Short task:
Find each line in the rows below that contains the word "woman" and copy it.

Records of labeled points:

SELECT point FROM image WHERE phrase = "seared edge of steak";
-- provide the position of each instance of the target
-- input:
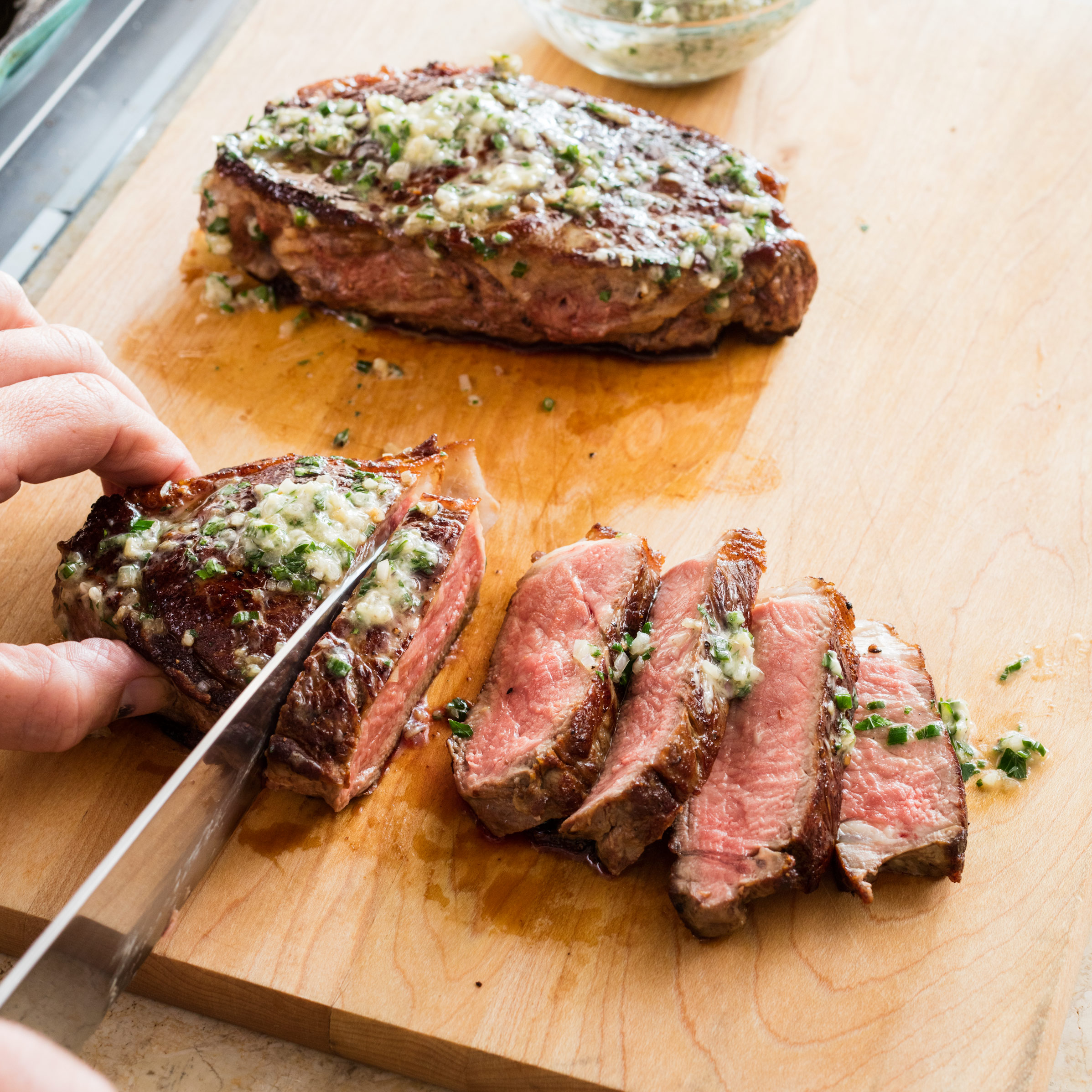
(656, 765)
(513, 786)
(349, 707)
(905, 805)
(714, 880)
(186, 598)
(710, 244)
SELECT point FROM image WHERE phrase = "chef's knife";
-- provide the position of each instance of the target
(69, 978)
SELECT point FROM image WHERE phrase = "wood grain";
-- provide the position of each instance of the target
(923, 441)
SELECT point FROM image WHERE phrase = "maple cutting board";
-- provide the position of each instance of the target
(924, 441)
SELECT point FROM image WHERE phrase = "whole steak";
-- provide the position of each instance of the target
(206, 578)
(483, 202)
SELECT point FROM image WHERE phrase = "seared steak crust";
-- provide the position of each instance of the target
(203, 614)
(331, 740)
(640, 233)
(513, 784)
(659, 759)
(903, 805)
(767, 817)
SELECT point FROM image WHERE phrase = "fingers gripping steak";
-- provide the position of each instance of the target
(672, 722)
(477, 201)
(350, 704)
(766, 819)
(903, 802)
(205, 578)
(543, 722)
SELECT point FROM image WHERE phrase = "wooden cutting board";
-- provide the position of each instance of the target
(924, 441)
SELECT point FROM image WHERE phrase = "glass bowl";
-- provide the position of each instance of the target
(665, 44)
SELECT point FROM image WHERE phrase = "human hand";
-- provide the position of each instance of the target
(33, 1064)
(66, 409)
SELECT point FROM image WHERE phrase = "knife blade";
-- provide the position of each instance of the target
(68, 979)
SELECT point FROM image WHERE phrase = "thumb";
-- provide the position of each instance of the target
(33, 1064)
(53, 696)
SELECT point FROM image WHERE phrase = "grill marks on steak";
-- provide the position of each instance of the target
(543, 722)
(767, 817)
(673, 719)
(903, 805)
(560, 278)
(341, 723)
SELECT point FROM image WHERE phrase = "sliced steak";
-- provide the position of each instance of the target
(767, 817)
(673, 720)
(358, 688)
(544, 719)
(481, 202)
(903, 803)
(205, 578)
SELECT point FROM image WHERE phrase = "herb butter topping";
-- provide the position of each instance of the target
(302, 534)
(389, 595)
(492, 149)
(730, 654)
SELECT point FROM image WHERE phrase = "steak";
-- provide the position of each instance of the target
(206, 578)
(544, 719)
(673, 720)
(767, 817)
(903, 804)
(483, 202)
(349, 707)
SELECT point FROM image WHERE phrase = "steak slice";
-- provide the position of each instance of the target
(767, 817)
(903, 804)
(349, 707)
(544, 719)
(205, 578)
(482, 202)
(672, 722)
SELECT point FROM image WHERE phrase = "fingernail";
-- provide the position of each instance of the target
(145, 696)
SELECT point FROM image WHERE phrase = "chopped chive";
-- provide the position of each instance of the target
(1015, 667)
(874, 721)
(211, 568)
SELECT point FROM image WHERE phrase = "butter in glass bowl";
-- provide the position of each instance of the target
(668, 45)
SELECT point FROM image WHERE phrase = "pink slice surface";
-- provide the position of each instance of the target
(767, 759)
(571, 595)
(903, 790)
(653, 707)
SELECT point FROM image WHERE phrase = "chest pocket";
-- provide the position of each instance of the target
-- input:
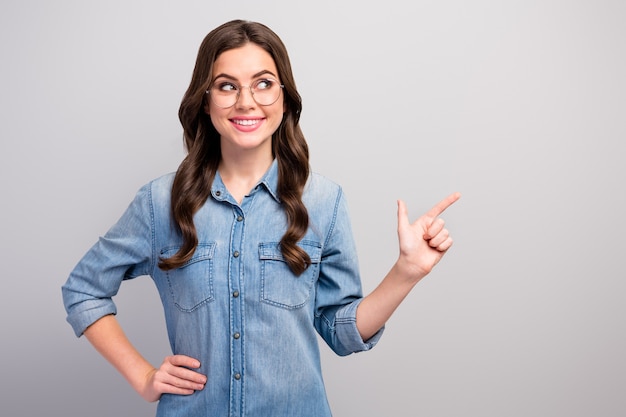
(191, 285)
(279, 286)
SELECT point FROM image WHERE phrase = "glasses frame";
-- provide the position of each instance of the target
(240, 89)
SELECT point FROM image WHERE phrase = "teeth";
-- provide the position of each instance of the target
(246, 122)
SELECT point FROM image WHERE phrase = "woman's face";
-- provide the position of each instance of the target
(246, 125)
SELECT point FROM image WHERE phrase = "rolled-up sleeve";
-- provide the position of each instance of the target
(124, 252)
(339, 291)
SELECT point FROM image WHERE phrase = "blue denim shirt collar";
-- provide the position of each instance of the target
(269, 181)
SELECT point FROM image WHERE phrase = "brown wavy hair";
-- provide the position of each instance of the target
(194, 177)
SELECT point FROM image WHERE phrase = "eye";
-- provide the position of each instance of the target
(225, 87)
(264, 84)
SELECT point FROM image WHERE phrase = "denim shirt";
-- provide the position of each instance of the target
(235, 305)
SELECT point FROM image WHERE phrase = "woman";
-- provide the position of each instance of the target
(251, 253)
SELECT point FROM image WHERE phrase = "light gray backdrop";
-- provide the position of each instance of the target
(520, 105)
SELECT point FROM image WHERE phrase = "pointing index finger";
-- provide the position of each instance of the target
(442, 205)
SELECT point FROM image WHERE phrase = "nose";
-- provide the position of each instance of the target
(245, 100)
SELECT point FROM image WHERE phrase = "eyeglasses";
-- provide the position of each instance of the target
(225, 94)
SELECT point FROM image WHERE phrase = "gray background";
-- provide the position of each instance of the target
(520, 105)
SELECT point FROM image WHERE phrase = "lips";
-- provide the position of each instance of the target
(247, 125)
(246, 122)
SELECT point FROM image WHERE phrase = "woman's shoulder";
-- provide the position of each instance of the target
(157, 190)
(321, 190)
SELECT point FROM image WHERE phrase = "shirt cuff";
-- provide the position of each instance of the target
(348, 333)
(88, 312)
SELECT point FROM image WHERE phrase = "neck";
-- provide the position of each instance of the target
(242, 171)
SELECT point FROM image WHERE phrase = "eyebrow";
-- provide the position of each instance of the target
(230, 77)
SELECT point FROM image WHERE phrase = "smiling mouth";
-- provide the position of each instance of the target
(246, 122)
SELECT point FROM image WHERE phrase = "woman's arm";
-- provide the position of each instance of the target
(422, 245)
(173, 376)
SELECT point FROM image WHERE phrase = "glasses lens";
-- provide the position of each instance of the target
(265, 92)
(224, 94)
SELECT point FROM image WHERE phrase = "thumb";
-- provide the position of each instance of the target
(403, 215)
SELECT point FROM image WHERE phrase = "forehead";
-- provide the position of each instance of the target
(244, 62)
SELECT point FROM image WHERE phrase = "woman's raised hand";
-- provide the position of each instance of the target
(423, 242)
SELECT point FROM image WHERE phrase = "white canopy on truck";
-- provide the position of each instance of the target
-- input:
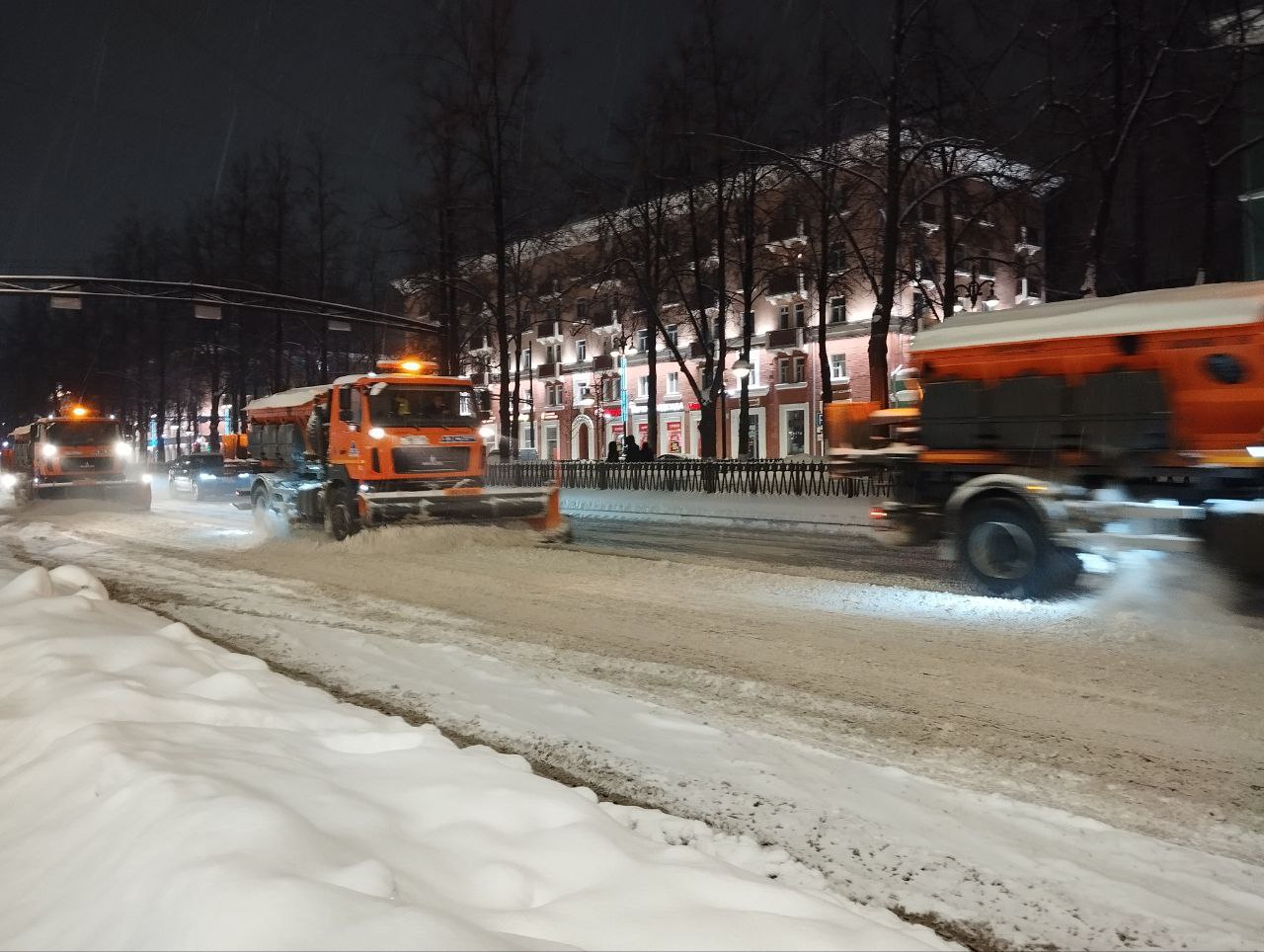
(285, 400)
(1141, 312)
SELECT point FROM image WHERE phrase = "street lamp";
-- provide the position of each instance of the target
(974, 289)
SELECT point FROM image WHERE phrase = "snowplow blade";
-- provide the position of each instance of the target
(133, 493)
(1233, 533)
(536, 506)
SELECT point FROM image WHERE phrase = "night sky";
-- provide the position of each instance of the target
(111, 105)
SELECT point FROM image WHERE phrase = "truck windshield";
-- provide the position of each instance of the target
(397, 405)
(82, 433)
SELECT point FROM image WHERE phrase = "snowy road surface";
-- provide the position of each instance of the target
(1086, 774)
(211, 803)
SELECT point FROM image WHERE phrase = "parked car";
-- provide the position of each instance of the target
(201, 476)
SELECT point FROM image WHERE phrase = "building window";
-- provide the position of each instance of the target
(790, 369)
(837, 310)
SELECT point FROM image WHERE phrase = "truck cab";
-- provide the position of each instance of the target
(76, 454)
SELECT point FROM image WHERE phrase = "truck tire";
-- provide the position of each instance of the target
(1007, 554)
(344, 519)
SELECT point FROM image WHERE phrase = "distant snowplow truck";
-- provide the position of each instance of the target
(1082, 427)
(369, 449)
(75, 455)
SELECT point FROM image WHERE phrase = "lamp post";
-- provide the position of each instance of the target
(974, 289)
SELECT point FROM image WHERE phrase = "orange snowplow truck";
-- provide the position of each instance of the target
(79, 455)
(369, 449)
(1082, 427)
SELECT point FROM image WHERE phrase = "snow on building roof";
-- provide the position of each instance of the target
(1141, 312)
(294, 397)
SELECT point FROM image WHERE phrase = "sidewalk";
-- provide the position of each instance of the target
(800, 514)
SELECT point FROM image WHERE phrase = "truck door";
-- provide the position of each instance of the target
(347, 442)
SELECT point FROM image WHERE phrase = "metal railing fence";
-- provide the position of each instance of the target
(762, 477)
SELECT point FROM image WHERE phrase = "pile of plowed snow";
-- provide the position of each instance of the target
(159, 792)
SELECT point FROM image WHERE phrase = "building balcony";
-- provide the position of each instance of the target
(784, 288)
(605, 323)
(696, 352)
(782, 234)
(785, 339)
(550, 333)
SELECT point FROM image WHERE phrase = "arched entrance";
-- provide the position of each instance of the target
(582, 437)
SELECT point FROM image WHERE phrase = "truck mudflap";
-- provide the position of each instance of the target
(535, 506)
(1233, 535)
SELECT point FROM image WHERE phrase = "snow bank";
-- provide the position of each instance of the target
(159, 792)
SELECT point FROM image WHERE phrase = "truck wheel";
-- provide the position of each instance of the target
(265, 521)
(1007, 553)
(343, 518)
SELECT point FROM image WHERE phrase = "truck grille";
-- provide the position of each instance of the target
(430, 459)
(86, 464)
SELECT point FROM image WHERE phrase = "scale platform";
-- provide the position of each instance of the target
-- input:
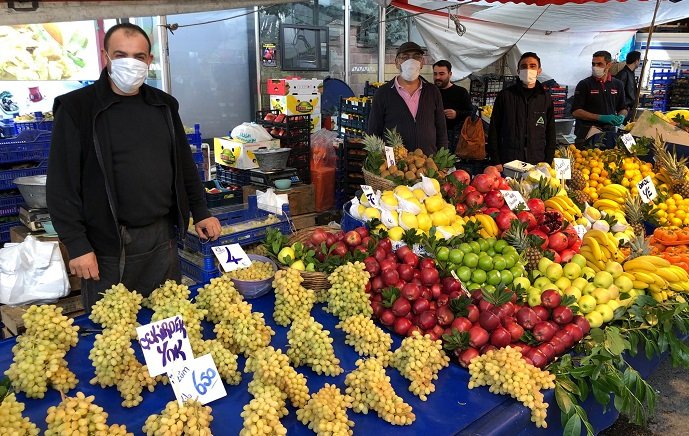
(35, 219)
(266, 178)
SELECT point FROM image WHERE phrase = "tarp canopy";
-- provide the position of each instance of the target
(563, 35)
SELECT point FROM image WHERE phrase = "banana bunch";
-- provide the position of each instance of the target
(565, 206)
(598, 248)
(489, 229)
(658, 276)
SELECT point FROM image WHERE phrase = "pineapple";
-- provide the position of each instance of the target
(675, 169)
(394, 140)
(526, 244)
(633, 211)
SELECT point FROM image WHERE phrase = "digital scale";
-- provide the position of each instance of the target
(35, 219)
(267, 178)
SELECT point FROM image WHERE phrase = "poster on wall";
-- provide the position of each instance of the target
(51, 51)
(268, 55)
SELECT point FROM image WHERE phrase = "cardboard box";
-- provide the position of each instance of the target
(12, 315)
(301, 198)
(294, 86)
(235, 154)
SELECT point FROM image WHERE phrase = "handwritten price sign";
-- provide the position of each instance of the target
(231, 257)
(563, 168)
(164, 343)
(647, 190)
(197, 379)
(514, 199)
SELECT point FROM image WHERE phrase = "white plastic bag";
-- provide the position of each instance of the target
(32, 272)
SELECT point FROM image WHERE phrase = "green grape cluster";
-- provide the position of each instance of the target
(370, 389)
(256, 271)
(39, 354)
(326, 412)
(271, 367)
(243, 331)
(347, 295)
(311, 345)
(505, 372)
(217, 297)
(190, 419)
(11, 420)
(80, 415)
(419, 359)
(118, 305)
(262, 414)
(292, 300)
(366, 338)
(168, 291)
(225, 360)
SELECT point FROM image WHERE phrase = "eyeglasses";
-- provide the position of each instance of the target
(407, 56)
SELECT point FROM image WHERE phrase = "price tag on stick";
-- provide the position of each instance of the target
(647, 189)
(164, 344)
(514, 199)
(231, 257)
(197, 379)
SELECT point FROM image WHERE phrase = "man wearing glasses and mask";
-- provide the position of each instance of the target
(411, 105)
(121, 178)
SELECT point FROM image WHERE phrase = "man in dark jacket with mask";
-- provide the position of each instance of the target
(522, 126)
(121, 175)
(411, 105)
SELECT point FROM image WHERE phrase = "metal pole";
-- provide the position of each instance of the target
(381, 43)
(648, 46)
(347, 24)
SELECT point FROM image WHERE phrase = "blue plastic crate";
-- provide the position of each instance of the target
(236, 215)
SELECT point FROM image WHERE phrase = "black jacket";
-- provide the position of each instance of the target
(80, 188)
(428, 132)
(522, 129)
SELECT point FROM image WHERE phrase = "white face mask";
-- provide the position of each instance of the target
(128, 74)
(528, 77)
(411, 68)
(597, 72)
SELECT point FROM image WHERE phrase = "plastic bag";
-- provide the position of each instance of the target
(32, 272)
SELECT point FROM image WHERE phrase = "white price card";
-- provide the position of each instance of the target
(647, 189)
(563, 168)
(370, 195)
(197, 379)
(231, 257)
(628, 141)
(164, 343)
(514, 199)
(389, 156)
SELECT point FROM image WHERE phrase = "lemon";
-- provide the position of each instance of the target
(396, 233)
(424, 221)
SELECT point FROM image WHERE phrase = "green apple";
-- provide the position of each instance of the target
(543, 264)
(587, 303)
(594, 318)
(575, 292)
(553, 271)
(601, 295)
(562, 283)
(614, 268)
(624, 283)
(605, 312)
(579, 260)
(580, 283)
(572, 271)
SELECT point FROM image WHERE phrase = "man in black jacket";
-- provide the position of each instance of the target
(121, 175)
(627, 77)
(522, 126)
(411, 105)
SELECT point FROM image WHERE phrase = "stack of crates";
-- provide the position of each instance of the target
(197, 260)
(294, 132)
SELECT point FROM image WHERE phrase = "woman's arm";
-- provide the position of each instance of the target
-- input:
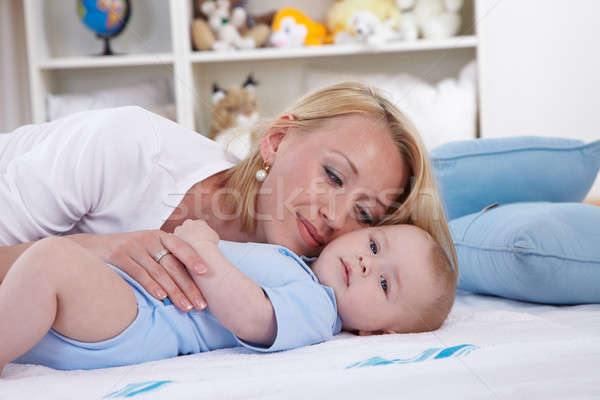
(8, 256)
(132, 252)
(235, 299)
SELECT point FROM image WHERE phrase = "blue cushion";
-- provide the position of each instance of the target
(474, 173)
(540, 252)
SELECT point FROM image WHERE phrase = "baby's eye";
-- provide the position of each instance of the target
(373, 246)
(364, 217)
(333, 177)
(383, 283)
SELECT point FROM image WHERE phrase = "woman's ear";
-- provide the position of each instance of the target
(270, 142)
(379, 332)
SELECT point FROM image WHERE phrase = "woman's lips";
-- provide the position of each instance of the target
(308, 232)
(345, 272)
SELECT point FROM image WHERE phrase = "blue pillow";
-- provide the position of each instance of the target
(474, 173)
(539, 252)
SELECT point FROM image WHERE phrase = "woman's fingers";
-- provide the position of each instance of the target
(183, 252)
(176, 280)
(140, 275)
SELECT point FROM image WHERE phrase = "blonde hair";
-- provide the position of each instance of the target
(419, 204)
(433, 314)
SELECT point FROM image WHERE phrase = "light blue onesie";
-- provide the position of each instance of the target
(305, 310)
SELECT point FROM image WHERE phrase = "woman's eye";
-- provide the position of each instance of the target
(364, 216)
(373, 246)
(333, 177)
(383, 283)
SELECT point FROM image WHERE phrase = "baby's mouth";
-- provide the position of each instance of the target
(345, 272)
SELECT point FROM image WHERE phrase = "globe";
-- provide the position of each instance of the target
(107, 18)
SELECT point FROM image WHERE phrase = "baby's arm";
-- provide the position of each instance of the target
(235, 299)
(58, 284)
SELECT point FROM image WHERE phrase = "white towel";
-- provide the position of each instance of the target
(511, 350)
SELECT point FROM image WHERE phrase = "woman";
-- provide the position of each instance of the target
(341, 158)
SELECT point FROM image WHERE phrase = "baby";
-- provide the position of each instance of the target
(63, 307)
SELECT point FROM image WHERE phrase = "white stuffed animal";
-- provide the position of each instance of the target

Output:
SELECT point FROM image WHERE phrase = "woman's face";
SELECT point FROM image WHERE phrase = "woman";
SELECT point FROM image WHERE phrase = "woman's shoulder";
SELECT point FROM image WHERE phrase = "woman's arm";
SELECT point FROM image WHERE phrase = "woman's raised hand";
SELECT point FROM image WHERE phrase = "woman's arm";
SELECT point FROM image WHERE phrase = "woman's ear";
SELECT point FROM image WHERE phrase = "woman's lips";
SELECT point FROM image WHERE phrase = "woman's fingers";
SELECT point FROM image WHERE phrase = "woman's eye";
SELECT point FROM image WHERE phrase = "woman";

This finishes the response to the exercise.